━━━ PASSAGE SHOWN ━━━
Yiping Wang 王宜平

alt text 

Yiping Wang
Ph.D student
Paul G. Allen School of Computer Science & Engineering,
University of Washington
Email: ypwang61@cs.washington.edu

Google Scholar / X / Github / LinkedIn

About me

I'm a Ph.D. student in Paul G. Allen School of Computer Science & Engineering at University of Washington since Fall 2023. I feel very fortunate to work with Prof. Simon Shaolei Du. I am supported by Amazon AI Ph.D. Fellowship. From June 2024 to November 2025, I interned at Microsoft, where I was fortunate to be advised by Yelong Shen and Shuohang Wang. Prior to UW, I studied Computer Science and Mathematics at Zhejiang University, where I earned an honors degree from Chu Kochen Honors College.

My long-term research goal is to develop safe and scalable AI systems with super-human capabilities that can drive significant scientific progress. I believe one of the key challenges toward this goal is how to generalize well with much less supervision, which is essential to prevent reward hacking. Recently, I'm focusing on reinforcement learning for reasoning in large language models and AI for math. I have also explored diverse topics, including multimodal and machine learning theory.
━━━
### DIRECTIVE A
In the Yiping Wang profile, which fellowship is named as supporting the Ph.D. work?
### DIRECTIVE B
Please write the next part of the Yiping Wang profile, carrying on after its last sentence.
The entries that come next have nothing to do with the Yiping Wang profile.
━━━ DATA EXTRACT ━━━
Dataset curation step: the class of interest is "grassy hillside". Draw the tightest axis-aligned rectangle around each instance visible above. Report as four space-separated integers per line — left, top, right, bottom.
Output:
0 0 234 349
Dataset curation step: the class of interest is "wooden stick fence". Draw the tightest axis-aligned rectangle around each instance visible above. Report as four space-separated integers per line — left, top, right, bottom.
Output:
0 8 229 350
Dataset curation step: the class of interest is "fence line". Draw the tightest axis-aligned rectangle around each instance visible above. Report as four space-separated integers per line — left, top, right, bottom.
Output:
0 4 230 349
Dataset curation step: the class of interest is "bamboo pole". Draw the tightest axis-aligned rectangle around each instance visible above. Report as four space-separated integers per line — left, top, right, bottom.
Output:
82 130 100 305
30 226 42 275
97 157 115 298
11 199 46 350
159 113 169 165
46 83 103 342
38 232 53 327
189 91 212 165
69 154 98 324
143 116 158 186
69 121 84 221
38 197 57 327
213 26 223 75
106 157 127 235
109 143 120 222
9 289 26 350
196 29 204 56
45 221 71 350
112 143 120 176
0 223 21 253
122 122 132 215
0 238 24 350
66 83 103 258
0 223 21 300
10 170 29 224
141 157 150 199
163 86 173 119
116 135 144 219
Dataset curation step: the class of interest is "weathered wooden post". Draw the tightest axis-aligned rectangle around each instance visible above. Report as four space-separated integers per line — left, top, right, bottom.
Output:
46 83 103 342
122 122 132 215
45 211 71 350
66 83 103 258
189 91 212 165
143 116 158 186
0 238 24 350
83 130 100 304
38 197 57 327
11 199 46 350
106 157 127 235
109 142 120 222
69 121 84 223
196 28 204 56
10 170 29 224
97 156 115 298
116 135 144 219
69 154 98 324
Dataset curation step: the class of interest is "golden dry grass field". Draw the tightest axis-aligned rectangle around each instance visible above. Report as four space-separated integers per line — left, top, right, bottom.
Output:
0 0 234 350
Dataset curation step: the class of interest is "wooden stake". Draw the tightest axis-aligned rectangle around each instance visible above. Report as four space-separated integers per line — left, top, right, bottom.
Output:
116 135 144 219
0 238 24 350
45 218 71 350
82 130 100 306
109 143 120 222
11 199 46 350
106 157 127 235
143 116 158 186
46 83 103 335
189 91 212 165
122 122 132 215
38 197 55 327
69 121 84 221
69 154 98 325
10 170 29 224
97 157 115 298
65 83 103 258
━━━
### REPLY A
The Amazon AI Ph.D. Fellowship.

### REPLY B
Key News

  • 11/2025: Release ThetaEvolve. It enables RL training on dynamic environments like AlphaEvolve, and scales test-time learning (pure inference or RL training) for evolution on open optimization problems. We show that an 8B model can achieve better best-known bounds on open problem like Circle Packing under ThetaEvolve.

  • 11/2025: Release RLVE, where we scale RL with adaptive, verifiable environments with auto-tuning difficulty for model capability frontiers.

  • 10/2025: Honored to receive the Amazon AI Ph.D. Fellowship!

  • 05/2025: Release Spurious Rewards, which uses RLVR with random reward to incentivize the reasoning capability of pretrained models.

  • 05/2025: Present One-Shot RLVR in BAAI Talk.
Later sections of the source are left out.